Requirement
Copy out all the entries shown below, exactly as they appear.

Records contained in a dataset
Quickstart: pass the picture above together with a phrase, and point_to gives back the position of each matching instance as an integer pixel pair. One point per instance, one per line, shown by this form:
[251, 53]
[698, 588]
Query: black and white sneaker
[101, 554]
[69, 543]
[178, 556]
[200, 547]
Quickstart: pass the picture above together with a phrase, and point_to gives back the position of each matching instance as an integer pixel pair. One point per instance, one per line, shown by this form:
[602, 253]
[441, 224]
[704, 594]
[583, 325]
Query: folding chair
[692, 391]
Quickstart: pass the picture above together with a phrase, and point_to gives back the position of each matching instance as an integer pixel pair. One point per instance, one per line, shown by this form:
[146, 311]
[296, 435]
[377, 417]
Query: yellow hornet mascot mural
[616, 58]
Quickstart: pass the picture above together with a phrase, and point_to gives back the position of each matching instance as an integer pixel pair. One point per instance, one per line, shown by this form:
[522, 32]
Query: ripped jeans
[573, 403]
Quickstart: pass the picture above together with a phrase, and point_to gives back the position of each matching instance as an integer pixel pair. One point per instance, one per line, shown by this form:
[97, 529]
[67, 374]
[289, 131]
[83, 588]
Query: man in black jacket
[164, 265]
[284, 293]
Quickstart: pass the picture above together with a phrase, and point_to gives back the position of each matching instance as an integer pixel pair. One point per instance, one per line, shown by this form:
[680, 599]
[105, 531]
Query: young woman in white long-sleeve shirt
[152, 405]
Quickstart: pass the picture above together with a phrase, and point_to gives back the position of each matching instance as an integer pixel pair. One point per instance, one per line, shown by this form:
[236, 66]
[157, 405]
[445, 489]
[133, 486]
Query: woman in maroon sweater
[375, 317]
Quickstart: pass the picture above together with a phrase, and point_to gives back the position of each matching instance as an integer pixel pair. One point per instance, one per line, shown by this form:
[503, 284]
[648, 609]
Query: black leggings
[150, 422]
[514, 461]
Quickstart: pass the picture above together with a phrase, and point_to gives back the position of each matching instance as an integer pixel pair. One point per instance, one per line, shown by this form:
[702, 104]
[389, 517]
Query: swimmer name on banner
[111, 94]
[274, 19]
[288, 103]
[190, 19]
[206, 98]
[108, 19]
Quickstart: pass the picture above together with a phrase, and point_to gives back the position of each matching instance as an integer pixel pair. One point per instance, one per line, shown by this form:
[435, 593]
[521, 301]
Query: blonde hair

Written solution
Quickstart: pass the picture above together with a phrase, and point_to gives back the position of each matching instance as an integer pixel pair. One point per instance, one per line, shown by this form:
[251, 53]
[698, 588]
Query: black and white sneaker
[101, 554]
[69, 543]
[178, 556]
[200, 547]
Quickstart: pass the picture above together with a phrase, and point_to gives back the position of each matching instance as an integer pixel pair. One point per instance, one per line, shown by this form:
[602, 253]
[441, 224]
[704, 594]
[583, 325]
Query: folding chair
[692, 391]
Quickstart: pass the picture above together with a phrase, and point_to gives back the position of each matching instance as an integer pixel pair. One point per instance, one per line, shown by this form:
[146, 311]
[296, 435]
[377, 417]
Query: yellow hornet mascot mural
[616, 58]
Quickstart: pass the picture above together with a phrase, and point_to gives back the position of each matching instance as an integer pixel pair. One point per instance, one per line, shown by this form:
[522, 32]
Query: ripped jeans
[573, 403]
Quickstart: pass the picture above together with a phrase, and point_to gives back the position of each matching instance as an integer pixel pair. One point per instance, one per line, shown by this form:
[97, 529]
[67, 374]
[289, 131]
[83, 588]
Query: man in black jacket
[164, 265]
[284, 293]
Quickstart: pass the picture above together with a phrase, and point_to gives back the position of each matching instance as an integer pixel pair. One point per instance, one per line, shown by this form:
[680, 599]
[105, 531]
Query: young woman in white long-sleeve shirt
[152, 405]
Quickstart: pass the picture above together with a phrase, and point_to gives back the position of each matching instance as an integer pixel pair. One point per instance, one per line, shown by this form:
[236, 66]
[157, 405]
[445, 489]
[133, 486]
Query: woman in maroon sweater
[375, 317]
Quickstart: pass the picture above together with a phrase, and point_to gives back the position of each matching instance as an integer pixel pair. One point per instance, one per line, shown by this form:
[503, 284]
[648, 609]
Query: black leggings
[150, 422]
[514, 461]
Quickstart: pass the picture above together with a phrase, and point_to gives back the position of each matching instance as an integer pixel pair. One point per instance, one per line, shown by this form:
[702, 104]
[389, 517]
Query: swimmer name on banner
[111, 94]
[274, 19]
[288, 103]
[190, 19]
[206, 98]
[108, 19]
Quickstart: pass the picture above together with a phrase, and point_to gives back the position of each matching instance as an integer pixel pair. One point per instance, one per line, shown by this form:
[435, 593]
[521, 301]
Query: blonde hair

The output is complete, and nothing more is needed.